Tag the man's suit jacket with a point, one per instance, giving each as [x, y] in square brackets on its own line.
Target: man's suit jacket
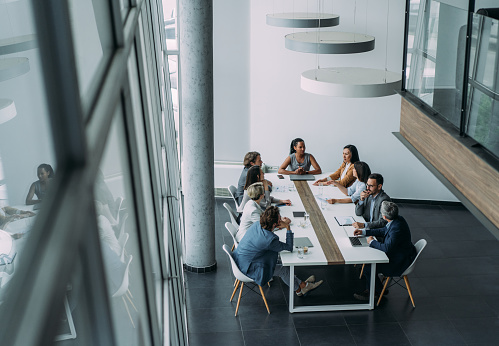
[364, 210]
[256, 255]
[397, 246]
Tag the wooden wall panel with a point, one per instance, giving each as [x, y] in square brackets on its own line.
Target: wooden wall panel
[473, 177]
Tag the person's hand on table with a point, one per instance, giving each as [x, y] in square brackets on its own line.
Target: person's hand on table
[323, 181]
[358, 225]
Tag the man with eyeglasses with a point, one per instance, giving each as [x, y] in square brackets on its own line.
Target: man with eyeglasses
[369, 205]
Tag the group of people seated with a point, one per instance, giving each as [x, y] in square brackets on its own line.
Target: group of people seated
[257, 252]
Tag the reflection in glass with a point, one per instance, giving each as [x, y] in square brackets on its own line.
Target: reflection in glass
[119, 237]
[436, 50]
[92, 38]
[25, 141]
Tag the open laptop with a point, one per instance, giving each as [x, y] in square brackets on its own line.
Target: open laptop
[355, 241]
[299, 177]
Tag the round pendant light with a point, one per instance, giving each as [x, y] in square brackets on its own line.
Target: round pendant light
[329, 42]
[13, 67]
[352, 82]
[17, 44]
[7, 110]
[303, 20]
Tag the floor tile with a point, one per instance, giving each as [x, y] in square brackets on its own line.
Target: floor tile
[331, 335]
[436, 332]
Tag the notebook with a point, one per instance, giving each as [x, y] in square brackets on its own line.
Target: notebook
[298, 177]
[303, 241]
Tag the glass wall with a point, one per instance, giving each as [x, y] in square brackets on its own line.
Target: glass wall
[89, 179]
[438, 59]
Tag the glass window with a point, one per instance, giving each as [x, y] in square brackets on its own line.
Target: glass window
[93, 41]
[120, 244]
[171, 29]
[436, 50]
[27, 158]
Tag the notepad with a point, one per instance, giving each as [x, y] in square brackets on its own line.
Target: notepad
[344, 220]
[303, 241]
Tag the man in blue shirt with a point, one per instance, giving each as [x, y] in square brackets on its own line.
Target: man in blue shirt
[397, 245]
[256, 254]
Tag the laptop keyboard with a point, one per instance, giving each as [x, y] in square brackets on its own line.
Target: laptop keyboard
[355, 241]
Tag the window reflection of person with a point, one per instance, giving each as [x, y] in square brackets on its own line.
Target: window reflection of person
[8, 214]
[39, 188]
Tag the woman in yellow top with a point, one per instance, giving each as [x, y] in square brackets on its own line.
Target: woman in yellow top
[344, 174]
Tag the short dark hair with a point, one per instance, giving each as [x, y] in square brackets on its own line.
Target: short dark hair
[250, 158]
[269, 218]
[390, 210]
[353, 150]
[294, 143]
[47, 168]
[363, 171]
[253, 176]
[378, 177]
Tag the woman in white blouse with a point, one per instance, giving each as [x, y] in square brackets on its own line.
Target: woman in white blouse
[255, 175]
[361, 171]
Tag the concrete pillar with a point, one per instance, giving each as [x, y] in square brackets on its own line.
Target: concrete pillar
[196, 76]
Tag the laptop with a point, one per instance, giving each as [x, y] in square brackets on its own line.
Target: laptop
[355, 241]
[299, 177]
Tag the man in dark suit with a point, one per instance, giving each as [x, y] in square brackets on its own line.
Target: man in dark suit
[370, 203]
[397, 245]
[256, 254]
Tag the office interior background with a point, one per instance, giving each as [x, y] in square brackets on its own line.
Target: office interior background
[98, 95]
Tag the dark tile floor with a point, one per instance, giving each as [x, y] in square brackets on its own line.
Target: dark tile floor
[455, 286]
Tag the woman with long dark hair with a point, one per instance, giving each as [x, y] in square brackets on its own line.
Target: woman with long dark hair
[299, 161]
[344, 174]
[361, 171]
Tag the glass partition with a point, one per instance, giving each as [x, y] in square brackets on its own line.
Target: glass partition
[483, 93]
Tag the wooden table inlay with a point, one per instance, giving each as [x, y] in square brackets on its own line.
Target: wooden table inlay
[326, 239]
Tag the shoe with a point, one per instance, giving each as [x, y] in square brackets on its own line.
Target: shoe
[311, 279]
[364, 296]
[310, 287]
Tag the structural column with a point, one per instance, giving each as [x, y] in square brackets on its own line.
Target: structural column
[196, 87]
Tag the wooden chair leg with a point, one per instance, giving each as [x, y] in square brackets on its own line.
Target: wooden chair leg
[239, 300]
[362, 271]
[409, 290]
[264, 300]
[236, 284]
[383, 291]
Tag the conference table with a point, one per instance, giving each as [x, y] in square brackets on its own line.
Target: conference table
[331, 245]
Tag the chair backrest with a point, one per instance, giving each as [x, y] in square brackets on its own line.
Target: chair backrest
[420, 245]
[124, 284]
[232, 214]
[232, 190]
[232, 230]
[235, 269]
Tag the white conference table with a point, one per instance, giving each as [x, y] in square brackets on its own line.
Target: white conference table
[345, 252]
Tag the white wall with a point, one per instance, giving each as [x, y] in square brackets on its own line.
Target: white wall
[280, 110]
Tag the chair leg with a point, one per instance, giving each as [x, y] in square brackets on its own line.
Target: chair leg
[239, 300]
[264, 300]
[409, 290]
[362, 271]
[384, 288]
[236, 284]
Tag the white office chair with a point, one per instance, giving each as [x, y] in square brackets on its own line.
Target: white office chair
[233, 215]
[232, 190]
[420, 245]
[232, 230]
[241, 279]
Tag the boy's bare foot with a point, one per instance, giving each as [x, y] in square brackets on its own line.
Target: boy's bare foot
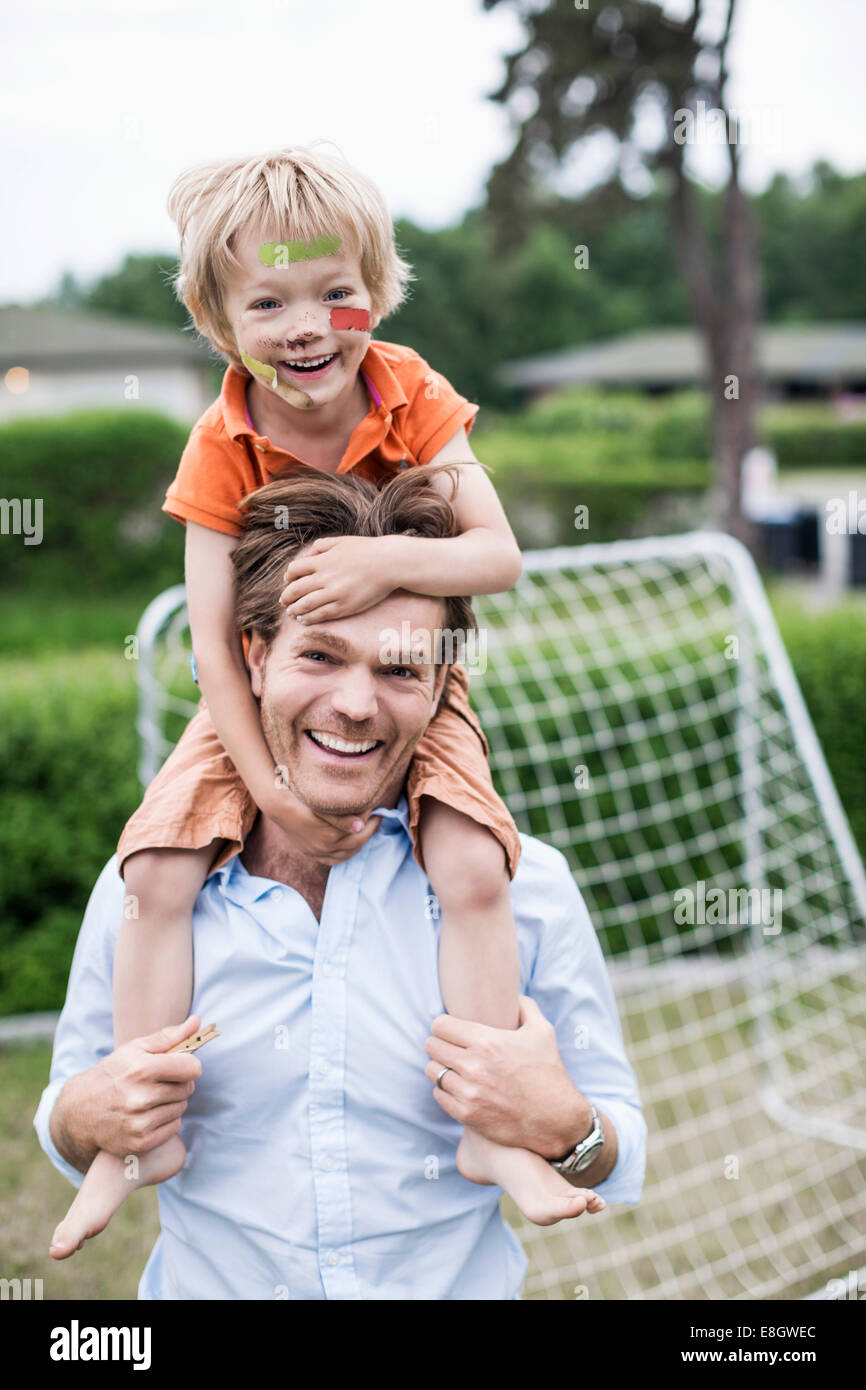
[106, 1184]
[542, 1194]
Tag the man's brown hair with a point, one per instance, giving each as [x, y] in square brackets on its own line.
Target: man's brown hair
[287, 514]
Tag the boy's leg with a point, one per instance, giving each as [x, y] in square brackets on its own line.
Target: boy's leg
[153, 983]
[467, 845]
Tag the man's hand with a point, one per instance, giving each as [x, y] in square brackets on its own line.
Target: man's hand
[508, 1083]
[128, 1102]
[338, 576]
[325, 838]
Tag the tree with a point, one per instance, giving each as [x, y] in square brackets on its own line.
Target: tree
[139, 289]
[613, 70]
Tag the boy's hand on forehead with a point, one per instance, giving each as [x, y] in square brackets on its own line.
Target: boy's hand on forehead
[341, 574]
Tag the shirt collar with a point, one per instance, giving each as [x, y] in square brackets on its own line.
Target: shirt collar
[232, 396]
[242, 887]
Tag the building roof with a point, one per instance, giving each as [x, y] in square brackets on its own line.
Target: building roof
[674, 356]
[56, 339]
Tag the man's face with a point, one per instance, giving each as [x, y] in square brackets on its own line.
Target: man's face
[282, 313]
[327, 684]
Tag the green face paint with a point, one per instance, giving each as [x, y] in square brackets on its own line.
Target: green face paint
[282, 253]
[268, 375]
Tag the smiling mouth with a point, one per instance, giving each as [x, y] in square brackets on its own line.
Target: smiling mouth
[344, 747]
[309, 366]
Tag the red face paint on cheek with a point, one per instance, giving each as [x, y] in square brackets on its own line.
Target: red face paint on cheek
[342, 319]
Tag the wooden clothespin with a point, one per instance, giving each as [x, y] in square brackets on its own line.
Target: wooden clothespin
[198, 1040]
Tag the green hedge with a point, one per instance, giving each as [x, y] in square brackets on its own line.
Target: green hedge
[67, 786]
[102, 477]
[677, 426]
[805, 437]
[829, 656]
[541, 481]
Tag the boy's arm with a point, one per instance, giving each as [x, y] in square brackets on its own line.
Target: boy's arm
[345, 574]
[225, 684]
[485, 556]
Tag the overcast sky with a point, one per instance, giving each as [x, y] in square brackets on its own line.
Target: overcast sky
[103, 103]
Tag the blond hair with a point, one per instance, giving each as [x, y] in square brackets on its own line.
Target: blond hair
[299, 193]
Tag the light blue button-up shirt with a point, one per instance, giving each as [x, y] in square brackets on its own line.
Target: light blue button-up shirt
[320, 1165]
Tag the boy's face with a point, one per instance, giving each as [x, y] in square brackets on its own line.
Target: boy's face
[281, 314]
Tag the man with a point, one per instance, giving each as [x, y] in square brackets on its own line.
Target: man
[321, 1162]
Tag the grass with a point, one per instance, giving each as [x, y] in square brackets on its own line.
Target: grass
[34, 623]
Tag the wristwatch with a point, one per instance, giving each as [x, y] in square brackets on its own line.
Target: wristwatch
[584, 1153]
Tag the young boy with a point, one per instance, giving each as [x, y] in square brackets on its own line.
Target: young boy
[287, 266]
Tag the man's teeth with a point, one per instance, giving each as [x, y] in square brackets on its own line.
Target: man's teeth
[309, 362]
[339, 745]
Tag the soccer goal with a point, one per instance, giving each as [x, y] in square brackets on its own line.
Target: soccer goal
[644, 717]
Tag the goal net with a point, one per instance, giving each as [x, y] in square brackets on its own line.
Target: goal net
[644, 719]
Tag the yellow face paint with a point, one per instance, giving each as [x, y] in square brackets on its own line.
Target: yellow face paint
[268, 375]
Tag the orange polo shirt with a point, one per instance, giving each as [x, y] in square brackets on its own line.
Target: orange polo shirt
[413, 413]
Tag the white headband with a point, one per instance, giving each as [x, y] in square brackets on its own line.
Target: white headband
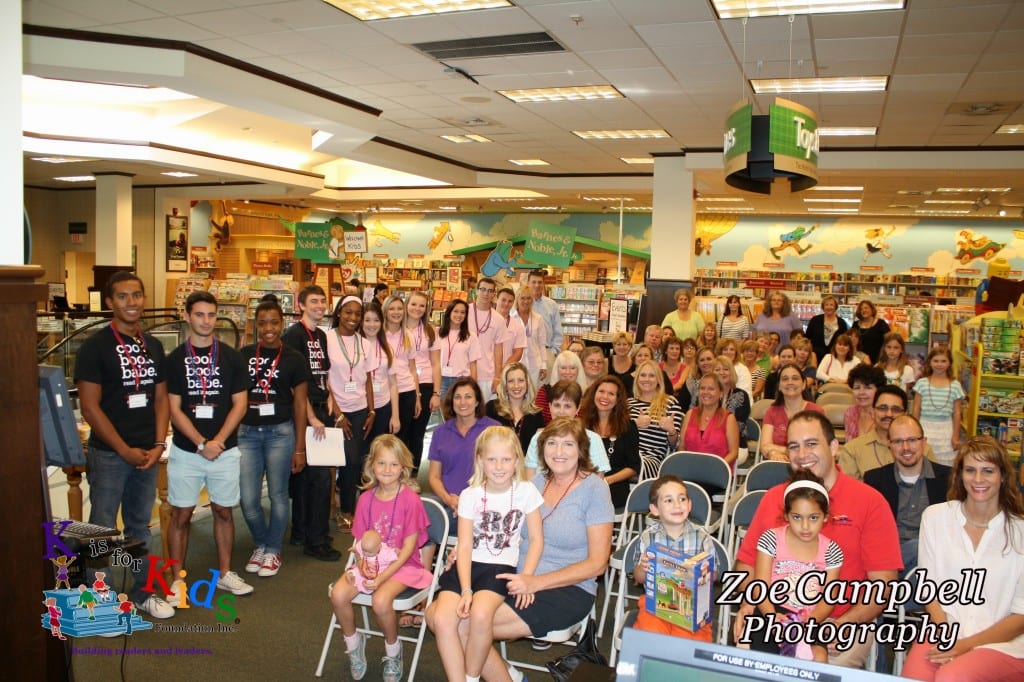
[797, 484]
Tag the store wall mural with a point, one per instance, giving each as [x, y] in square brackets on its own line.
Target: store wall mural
[851, 245]
[434, 236]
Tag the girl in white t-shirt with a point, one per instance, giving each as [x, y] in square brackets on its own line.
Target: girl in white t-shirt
[493, 512]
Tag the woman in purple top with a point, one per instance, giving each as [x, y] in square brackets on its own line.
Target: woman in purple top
[777, 316]
[453, 442]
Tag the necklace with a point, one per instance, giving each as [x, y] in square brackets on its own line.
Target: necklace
[503, 541]
[971, 521]
[564, 493]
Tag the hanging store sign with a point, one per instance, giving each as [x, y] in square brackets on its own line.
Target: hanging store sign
[761, 150]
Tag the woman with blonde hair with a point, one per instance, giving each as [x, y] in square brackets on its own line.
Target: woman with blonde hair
[565, 368]
[656, 414]
[777, 316]
[980, 528]
[710, 427]
[514, 406]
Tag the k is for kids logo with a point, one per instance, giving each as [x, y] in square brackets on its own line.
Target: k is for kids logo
[97, 609]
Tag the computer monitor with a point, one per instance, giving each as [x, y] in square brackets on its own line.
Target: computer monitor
[648, 656]
[60, 440]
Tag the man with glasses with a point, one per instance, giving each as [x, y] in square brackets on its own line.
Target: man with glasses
[870, 451]
[488, 328]
[858, 521]
[909, 483]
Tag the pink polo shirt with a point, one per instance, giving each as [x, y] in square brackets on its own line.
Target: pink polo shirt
[456, 354]
[515, 337]
[407, 382]
[349, 365]
[488, 328]
[421, 353]
[380, 372]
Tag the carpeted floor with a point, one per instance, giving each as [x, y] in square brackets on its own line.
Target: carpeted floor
[276, 633]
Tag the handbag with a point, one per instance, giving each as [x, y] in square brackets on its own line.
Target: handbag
[586, 650]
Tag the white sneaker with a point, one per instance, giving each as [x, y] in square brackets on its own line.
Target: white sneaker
[255, 560]
[177, 587]
[156, 607]
[271, 564]
[231, 582]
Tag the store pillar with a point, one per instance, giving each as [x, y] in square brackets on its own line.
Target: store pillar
[114, 219]
[674, 219]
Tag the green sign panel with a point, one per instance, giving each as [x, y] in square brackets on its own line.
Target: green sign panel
[793, 137]
[549, 244]
[322, 242]
[736, 140]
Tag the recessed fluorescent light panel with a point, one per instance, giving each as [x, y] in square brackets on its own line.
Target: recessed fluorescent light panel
[953, 190]
[578, 93]
[369, 10]
[810, 85]
[741, 8]
[57, 160]
[849, 131]
[621, 134]
[462, 139]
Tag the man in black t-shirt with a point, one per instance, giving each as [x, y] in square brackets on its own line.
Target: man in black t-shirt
[207, 386]
[119, 372]
[311, 486]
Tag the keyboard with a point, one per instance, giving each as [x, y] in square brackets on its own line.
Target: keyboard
[86, 531]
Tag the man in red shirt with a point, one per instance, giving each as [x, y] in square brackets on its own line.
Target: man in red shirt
[860, 521]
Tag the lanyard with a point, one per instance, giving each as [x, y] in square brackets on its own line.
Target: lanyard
[373, 373]
[266, 381]
[476, 322]
[344, 351]
[213, 364]
[136, 370]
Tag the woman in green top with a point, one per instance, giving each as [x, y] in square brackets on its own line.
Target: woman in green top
[686, 323]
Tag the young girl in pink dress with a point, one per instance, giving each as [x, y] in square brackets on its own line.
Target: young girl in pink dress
[390, 506]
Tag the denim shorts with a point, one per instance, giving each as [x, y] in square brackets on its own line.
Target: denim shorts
[187, 472]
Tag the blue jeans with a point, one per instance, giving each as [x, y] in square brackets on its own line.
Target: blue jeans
[266, 450]
[115, 483]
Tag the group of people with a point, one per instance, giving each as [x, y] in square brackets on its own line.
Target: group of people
[532, 459]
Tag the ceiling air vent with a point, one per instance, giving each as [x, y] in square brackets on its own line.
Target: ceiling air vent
[519, 43]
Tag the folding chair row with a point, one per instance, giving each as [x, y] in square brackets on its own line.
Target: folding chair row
[437, 534]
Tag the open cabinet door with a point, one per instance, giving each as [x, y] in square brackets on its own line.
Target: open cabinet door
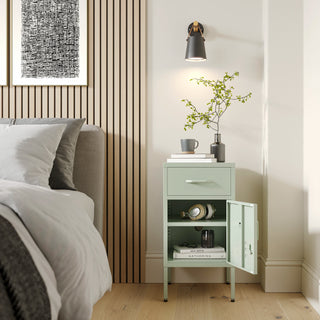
[242, 235]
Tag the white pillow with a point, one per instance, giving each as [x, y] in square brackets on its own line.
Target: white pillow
[27, 152]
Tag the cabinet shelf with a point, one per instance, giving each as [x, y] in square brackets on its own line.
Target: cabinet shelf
[196, 263]
[201, 223]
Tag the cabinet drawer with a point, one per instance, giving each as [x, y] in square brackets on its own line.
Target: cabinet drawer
[199, 181]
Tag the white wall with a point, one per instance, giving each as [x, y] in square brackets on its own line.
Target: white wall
[283, 194]
[311, 266]
[233, 33]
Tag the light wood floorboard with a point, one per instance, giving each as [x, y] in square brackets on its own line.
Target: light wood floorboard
[200, 301]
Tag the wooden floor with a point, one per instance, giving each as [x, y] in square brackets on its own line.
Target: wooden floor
[200, 301]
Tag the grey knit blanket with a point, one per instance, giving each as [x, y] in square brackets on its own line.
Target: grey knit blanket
[23, 294]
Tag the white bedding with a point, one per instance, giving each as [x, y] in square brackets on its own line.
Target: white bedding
[60, 223]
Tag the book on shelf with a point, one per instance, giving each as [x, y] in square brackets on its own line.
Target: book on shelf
[194, 160]
[182, 249]
[192, 156]
[209, 255]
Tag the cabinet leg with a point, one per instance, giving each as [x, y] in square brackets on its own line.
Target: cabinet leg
[233, 283]
[165, 284]
[227, 275]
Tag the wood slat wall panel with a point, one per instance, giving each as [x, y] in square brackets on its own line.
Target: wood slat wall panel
[114, 100]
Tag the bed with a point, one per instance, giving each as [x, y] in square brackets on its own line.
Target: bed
[53, 263]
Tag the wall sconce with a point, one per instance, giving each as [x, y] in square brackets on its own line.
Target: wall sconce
[195, 43]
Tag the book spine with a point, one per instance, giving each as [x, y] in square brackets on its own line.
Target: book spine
[199, 250]
[192, 160]
[191, 156]
[213, 255]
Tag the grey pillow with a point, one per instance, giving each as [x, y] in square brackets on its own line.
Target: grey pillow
[6, 121]
[62, 172]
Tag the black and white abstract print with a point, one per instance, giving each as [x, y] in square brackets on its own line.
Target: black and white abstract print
[50, 38]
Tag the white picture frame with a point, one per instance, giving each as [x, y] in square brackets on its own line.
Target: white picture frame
[3, 43]
[43, 52]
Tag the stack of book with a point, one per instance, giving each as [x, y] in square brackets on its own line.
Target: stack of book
[181, 252]
[192, 157]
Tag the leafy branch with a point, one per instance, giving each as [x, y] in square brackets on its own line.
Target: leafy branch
[218, 104]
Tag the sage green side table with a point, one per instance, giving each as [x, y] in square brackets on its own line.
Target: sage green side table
[235, 223]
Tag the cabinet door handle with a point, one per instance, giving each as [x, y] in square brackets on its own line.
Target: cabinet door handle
[197, 181]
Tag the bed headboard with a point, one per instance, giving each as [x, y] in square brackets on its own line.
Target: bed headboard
[89, 167]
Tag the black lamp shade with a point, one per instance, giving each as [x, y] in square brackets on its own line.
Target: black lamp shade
[195, 48]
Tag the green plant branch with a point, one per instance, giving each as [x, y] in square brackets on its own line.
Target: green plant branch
[217, 106]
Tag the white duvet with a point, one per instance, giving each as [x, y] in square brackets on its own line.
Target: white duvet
[61, 226]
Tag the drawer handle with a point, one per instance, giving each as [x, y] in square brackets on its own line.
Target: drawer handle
[197, 181]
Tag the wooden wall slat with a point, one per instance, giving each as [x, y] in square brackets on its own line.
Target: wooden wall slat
[123, 140]
[110, 176]
[136, 138]
[130, 141]
[116, 132]
[114, 100]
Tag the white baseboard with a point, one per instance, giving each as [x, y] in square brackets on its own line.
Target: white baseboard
[280, 275]
[311, 285]
[154, 273]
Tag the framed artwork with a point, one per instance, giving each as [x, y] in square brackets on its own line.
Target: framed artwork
[49, 42]
[3, 43]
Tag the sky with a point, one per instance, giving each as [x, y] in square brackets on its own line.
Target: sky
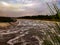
[29, 7]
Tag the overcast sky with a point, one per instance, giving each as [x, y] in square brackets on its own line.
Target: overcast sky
[32, 7]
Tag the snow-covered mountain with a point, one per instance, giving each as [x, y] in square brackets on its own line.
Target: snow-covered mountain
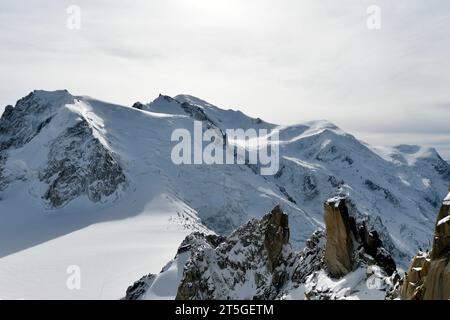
[89, 183]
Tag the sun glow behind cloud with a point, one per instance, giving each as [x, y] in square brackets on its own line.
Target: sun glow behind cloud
[284, 61]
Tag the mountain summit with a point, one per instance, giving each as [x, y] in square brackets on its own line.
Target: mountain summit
[76, 172]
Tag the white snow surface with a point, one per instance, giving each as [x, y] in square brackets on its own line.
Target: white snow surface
[137, 230]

* * * * *

Exercise task:
Can the lines from the one with "Tag the white duvet" to the end of the records above be quoted exactly, both ends included, with every picture omitted?

Response to this task:
Tag the white duvet with a point, one per instance, giving each as [x, y] in square brackets on its own line.
Target: white duvet
[61, 226]
Tag the drawer handle with a point, one per instance, giving each as [x, y] in square brackets on its own line.
Target: drawer handle
[197, 181]
Tag the wooden wall slat with a point, one per instance, giving each as [x, y] in square brackets on its own line.
Target: wooden wall slat
[123, 140]
[110, 176]
[136, 138]
[130, 141]
[116, 132]
[114, 100]
Tag the white baseboard with a point, one per instance, giving each as [x, y] in square brackets on its own line.
Target: white baseboard
[280, 275]
[311, 285]
[154, 273]
Tag the framed artwork with a point, one per instance, giving each as [x, y] in square brackets on its own line.
Target: framed artwork
[49, 42]
[3, 43]
Tag the sky with a point, one per instance, giving each as [x, y] in square brackets on its own line.
Target: sky
[29, 7]
Tag the overcast sky with a point, one per instance, giving each as [x, y] in square brackets on its own line.
Target: overcast sky
[32, 7]
Tag the snow-covered mountain with a point, one per instance, giving each as [x, y] in square brackets on its own line.
Target: snow-covered mountain
[89, 183]
Tag the sun glow behind cloud with a point, one per instance, giving each as [x, y] in square brackets on its own line.
Target: sun glow behind cloud
[284, 61]
Tag the mountain summit with a point, one per instance, giving each as [x, y] in square brackets on its own line.
Target: mountain summit
[76, 172]
Tag the white snow surface with a point, one per instance, giving each as [x, y] in square brackets on its own line.
Target: white snow surface
[137, 230]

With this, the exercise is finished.